───── Metin
Bir hadis-i şerifte şöyle söyleniyor: “Cenab-ı Hakk, ahirette gerçek yüzünü gösterecek. Fakat herkesin zannı farklı olduğu için, herkes diyecek ki, ‘Senden biz Allah’a sığınırız, sen bizim Allah’ımız değilsin.’ Bundan dolayı Cenab-ı Allah, herkese kendi zannına göre tecelli edecek ve herkes ‘Sen bizim Rabbimizsin’ diyerek secdeye kapanacak.” Yine başka bir hadis-i şerifte de şöyle buyruluyor: “Alem-i ahirette Rabbinizin yüzünü mehtabı seyreder gibi seyredeceksiniz.” Ne buyurursunuz Hasan Dede?
Cenab-ı Mevlana, bizlere şöyle bir dil sarfeder: “Mahşeri görmek isterseniz gündüze bakın, ahireti görmek isterseniz geceye bakın.” Çünkü sabah oldu mu bütün insanlar uyanırlar ve vazifelerinin peşine koşarlar. Çoğu zaman birbirlerine selam vermeye bile vakit bulamazlar. İşte size mahşer… Ve gece oldu mu, mahşer günü geçmiş, artık dükkanlar kapanmış, müşteriler yok, koşuşturma yok. İşte size ahiret… Gece, aşıkların en zengin varlığıdır. Allah’ı kendilerine sevgili edinmiş olan aşıklar, kalb gözleri açık olduğundan geceleri Allah’ı tefekkür ederler, O’nunla konuşurlar, O’nu zikrederler.
“Eğer gece olmasaydı bütün halk, hırstan, isteklerinin üstüne titremeden kendilerini yakar, helâk ederlerdi. Herkes bir şey elde etmek, bir kâr kazanmak hevesiyle bedenini ateşlere atmış, yanıp yakılmıştır. Bir müddet hırslarından kurtulsunlar diye gece, Allah rahmeti gibi zuhur etti.” (Mesnevi, III/3731)
──────────
= Görev 1 =
Gece ve ahiret üzerine metne göre aşıkların geceleri Allah'a yönelik yaptıkları her şeyi sıralayın.
= Görev 2 =
Gece ve ahiret üzerine metni, son cümlesinden sonra aynı üslupla sürdürün.
───── Verilen Malzeme
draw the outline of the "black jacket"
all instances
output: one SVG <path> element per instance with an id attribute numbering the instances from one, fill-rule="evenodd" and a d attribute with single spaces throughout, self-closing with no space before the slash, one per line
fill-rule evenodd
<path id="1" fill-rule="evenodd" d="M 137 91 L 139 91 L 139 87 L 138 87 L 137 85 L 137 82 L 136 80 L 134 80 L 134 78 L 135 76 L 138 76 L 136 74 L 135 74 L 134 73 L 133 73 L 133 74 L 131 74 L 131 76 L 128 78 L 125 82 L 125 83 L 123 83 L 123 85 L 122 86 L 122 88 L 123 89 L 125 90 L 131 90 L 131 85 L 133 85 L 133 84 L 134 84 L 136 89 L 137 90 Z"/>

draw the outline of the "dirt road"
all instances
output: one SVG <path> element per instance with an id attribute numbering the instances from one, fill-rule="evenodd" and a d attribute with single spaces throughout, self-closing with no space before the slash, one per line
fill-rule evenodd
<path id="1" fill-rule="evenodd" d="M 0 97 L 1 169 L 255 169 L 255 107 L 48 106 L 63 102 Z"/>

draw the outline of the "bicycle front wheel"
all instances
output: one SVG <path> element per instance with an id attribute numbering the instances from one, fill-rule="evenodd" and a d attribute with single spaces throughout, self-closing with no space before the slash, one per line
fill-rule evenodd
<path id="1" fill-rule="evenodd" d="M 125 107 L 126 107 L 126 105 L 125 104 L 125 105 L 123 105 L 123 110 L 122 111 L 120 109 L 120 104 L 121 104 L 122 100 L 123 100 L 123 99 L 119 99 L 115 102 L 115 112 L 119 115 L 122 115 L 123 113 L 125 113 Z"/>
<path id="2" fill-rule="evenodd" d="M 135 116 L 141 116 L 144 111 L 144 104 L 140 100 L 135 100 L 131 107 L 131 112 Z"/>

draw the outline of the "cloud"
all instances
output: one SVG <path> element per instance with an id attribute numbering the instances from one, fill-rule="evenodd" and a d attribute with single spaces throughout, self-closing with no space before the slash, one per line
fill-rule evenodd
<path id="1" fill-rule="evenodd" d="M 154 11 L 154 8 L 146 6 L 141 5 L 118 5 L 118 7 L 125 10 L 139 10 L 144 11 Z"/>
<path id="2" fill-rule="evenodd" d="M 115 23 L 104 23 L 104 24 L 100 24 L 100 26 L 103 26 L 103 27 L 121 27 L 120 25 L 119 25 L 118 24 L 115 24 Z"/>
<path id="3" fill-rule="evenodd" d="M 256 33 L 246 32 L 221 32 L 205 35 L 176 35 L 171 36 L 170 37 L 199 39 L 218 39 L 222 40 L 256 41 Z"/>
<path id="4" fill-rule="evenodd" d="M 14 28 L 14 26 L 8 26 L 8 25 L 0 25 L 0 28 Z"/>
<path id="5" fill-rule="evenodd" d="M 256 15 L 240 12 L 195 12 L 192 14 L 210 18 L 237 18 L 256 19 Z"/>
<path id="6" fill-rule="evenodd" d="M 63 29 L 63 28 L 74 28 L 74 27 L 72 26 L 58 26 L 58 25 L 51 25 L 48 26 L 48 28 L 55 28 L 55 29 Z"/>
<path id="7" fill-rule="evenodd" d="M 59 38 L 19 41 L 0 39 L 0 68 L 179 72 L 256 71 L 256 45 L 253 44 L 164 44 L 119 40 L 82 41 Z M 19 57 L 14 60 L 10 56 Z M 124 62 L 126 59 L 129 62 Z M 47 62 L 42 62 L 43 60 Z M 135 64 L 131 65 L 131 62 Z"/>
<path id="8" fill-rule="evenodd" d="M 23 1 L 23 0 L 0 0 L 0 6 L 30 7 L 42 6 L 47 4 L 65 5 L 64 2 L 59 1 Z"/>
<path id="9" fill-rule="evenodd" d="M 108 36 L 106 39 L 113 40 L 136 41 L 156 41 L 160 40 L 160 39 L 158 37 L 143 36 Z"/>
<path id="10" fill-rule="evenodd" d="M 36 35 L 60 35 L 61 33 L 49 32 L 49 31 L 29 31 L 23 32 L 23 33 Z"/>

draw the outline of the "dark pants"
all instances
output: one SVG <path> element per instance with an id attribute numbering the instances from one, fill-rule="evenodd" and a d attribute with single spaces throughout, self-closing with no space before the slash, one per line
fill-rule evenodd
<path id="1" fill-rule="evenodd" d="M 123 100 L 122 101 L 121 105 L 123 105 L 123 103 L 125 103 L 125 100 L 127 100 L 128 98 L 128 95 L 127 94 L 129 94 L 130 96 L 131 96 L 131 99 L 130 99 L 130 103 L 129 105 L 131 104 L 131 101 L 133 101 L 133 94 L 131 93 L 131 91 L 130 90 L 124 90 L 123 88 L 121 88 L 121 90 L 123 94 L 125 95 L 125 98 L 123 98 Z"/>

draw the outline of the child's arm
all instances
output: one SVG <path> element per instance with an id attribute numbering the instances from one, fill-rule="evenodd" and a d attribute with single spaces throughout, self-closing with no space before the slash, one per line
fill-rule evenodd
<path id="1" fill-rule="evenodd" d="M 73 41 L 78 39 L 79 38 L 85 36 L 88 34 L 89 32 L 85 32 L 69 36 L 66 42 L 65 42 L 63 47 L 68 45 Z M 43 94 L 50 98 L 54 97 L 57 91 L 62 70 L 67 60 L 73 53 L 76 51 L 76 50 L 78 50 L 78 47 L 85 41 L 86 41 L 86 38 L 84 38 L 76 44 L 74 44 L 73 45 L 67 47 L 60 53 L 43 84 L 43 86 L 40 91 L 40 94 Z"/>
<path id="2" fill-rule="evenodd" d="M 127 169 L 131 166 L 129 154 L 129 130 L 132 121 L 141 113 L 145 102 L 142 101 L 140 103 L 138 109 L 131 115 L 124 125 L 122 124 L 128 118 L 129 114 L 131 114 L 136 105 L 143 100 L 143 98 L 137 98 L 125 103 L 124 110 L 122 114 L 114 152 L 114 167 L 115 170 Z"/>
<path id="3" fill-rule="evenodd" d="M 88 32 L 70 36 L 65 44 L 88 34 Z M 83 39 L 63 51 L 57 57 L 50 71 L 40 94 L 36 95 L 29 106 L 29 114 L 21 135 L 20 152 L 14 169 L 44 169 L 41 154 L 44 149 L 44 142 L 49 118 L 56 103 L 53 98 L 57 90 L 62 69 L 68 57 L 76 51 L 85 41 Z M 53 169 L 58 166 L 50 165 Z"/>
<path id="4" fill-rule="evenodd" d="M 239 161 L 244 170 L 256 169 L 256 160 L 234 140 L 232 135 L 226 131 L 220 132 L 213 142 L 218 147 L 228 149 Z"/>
──────────
= Alıştırma Cevabı 1 =
Allah'ı tefekkür ederler, O'nunla konuşurlar ve O'nu zikrederler.

= Alıştırma Cevabı 2 =
Fakat çoğumuzun ahiretleri boş geçmektedir. Neden? Çünkü dükkanlar hiç kapatılmıyor, evlerde de iş peşinde koşuluyor, sabahlara kadar televizyon karşısında oturuluyor, diziler, filmler seyrediliyor, bir vakitten sonra da gaflet basıyor, uyku basıyor. Ertesi gün tekrar yeni bir mahşer gününe uyanılıyor ve böylece günler, haftalar, yıllar geçip gidiyor. İnsanların her günü gam, keder, gasabet dolu, yüzleri hiç gülmüyor. Hiç kimse asıl ihtiyaçları olan o manevi güzelliklere bir türlü ulaşamıyor. Peki suç kimde? Tabii ki bizlerde. Mürşidi suçlayamayız, Peygamberi suçlayamayız, Allah’ı suçlayamayız. Çünkü onlar hep insanları uyandırmaya çalıştılar, kurtarmaya çalıştılar, insanları hep güzelliklere çekmeye çalıştılar, yol gösterdiler.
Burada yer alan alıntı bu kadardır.